(Image-grounded pointing data)

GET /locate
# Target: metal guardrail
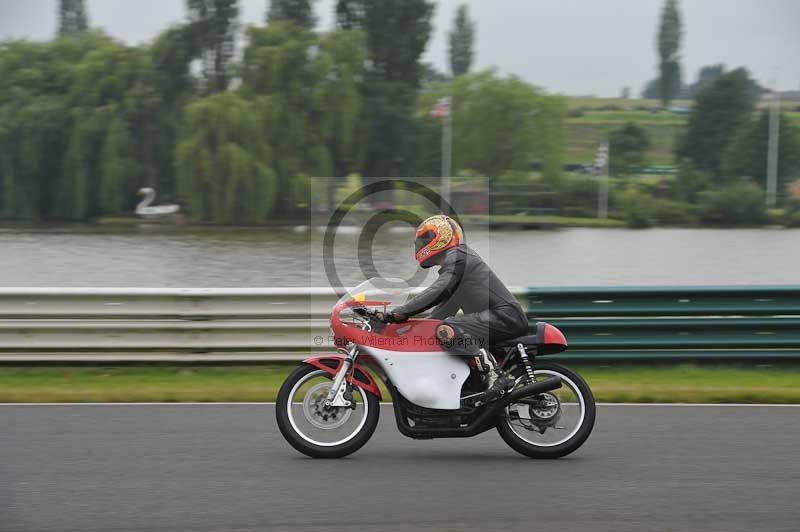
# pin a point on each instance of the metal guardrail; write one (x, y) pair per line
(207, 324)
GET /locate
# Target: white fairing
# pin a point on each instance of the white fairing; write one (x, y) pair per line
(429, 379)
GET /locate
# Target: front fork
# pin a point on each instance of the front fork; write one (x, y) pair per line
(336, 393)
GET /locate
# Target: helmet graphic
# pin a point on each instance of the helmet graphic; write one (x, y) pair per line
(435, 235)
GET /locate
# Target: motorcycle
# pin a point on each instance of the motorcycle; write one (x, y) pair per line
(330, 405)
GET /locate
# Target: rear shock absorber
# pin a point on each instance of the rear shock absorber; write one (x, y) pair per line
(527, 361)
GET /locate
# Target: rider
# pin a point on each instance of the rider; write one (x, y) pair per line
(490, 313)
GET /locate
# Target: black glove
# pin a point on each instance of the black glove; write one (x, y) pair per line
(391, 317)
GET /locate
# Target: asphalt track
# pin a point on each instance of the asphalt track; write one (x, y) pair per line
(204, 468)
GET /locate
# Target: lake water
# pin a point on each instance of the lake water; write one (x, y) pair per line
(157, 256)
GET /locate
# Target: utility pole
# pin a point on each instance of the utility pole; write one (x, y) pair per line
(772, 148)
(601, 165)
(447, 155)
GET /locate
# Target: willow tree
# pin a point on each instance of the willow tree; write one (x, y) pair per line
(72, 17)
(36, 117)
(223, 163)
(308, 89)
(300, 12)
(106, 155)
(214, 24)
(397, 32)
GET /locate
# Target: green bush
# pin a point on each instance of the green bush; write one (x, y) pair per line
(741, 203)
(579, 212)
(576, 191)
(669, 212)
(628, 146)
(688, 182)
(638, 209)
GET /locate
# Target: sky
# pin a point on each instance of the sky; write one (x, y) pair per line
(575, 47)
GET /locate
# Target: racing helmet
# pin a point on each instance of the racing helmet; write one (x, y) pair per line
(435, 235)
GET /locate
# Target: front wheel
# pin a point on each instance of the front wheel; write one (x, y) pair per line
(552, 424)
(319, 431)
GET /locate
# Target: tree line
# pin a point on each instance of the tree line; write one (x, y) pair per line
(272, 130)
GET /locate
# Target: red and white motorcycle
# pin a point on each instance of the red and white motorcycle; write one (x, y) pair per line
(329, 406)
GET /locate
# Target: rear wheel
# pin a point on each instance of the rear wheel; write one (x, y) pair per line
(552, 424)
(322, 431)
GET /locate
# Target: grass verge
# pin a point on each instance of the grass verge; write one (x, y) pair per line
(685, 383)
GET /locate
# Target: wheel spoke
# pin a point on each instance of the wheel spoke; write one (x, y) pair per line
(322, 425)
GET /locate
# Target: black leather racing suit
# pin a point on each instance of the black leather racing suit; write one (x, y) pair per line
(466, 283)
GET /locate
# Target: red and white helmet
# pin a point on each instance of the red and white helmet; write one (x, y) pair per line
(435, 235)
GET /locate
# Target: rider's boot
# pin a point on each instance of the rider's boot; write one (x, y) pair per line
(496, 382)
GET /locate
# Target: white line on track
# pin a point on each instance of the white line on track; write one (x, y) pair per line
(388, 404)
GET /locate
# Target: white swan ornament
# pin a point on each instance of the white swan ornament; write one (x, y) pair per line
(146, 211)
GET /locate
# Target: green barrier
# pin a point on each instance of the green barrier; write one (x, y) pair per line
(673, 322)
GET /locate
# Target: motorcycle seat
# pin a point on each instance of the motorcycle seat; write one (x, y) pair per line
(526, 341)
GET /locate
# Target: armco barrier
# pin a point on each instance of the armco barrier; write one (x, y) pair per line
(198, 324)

==

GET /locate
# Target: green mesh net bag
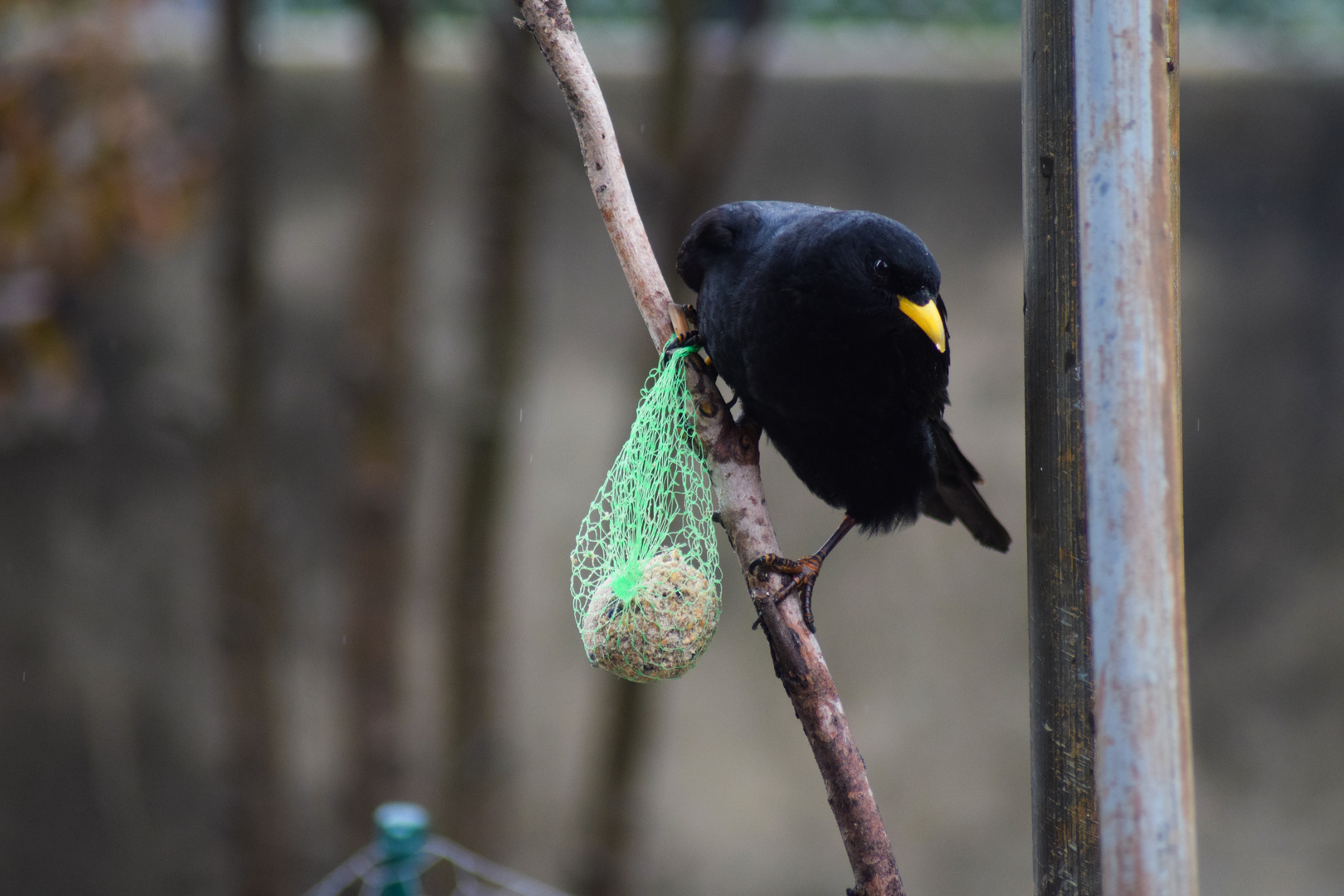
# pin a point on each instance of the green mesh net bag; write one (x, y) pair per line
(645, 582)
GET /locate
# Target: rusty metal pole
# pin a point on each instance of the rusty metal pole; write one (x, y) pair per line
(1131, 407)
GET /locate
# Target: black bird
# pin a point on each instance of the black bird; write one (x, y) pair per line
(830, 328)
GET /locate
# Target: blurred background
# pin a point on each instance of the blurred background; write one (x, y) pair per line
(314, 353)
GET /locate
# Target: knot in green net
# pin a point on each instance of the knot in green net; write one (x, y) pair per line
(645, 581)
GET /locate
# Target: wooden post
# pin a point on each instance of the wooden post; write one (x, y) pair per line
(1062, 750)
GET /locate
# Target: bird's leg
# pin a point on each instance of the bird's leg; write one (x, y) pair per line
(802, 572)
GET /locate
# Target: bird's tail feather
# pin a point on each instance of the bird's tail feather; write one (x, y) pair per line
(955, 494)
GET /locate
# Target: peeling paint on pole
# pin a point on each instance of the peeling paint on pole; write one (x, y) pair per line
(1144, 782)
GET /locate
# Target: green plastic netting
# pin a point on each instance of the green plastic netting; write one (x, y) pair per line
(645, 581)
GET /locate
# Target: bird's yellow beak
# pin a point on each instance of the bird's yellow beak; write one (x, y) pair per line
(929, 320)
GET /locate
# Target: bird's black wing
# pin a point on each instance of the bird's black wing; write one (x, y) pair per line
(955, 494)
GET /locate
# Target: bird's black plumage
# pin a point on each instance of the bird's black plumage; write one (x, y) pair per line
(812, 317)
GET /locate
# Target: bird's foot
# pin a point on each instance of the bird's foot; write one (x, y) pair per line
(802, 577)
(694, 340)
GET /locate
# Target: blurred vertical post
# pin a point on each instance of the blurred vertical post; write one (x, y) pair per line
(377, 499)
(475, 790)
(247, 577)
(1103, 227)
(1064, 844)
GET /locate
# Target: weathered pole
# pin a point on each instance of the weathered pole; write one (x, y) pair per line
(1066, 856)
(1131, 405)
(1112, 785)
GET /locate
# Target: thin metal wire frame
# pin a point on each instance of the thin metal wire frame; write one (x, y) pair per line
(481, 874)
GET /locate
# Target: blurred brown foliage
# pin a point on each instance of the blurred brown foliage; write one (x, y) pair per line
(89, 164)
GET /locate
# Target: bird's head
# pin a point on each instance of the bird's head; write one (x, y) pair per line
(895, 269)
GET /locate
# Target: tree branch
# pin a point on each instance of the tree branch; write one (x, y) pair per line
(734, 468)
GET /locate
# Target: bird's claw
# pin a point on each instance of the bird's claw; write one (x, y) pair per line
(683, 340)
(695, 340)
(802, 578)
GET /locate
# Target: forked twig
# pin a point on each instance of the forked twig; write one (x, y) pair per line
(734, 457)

AIM OF THE EXERCISE.
Proceeding from the line containing "# pin a point on each instance of the utility" through the line containing "# Target: green bush", transcribe the lines above exactly, both end lines included.

EXERCISE RESULT.
# pin a point on each instance of the utility pole; write one (x, y) pair per line
(772, 148)
(601, 165)
(447, 155)
GET /locate
# Target: willow tree
# pin a point on each instance of the willow tree; write one (x, y) pair per line
(72, 17)
(36, 117)
(223, 163)
(308, 89)
(300, 12)
(106, 155)
(214, 24)
(397, 32)
GET /locate
# Target: green bush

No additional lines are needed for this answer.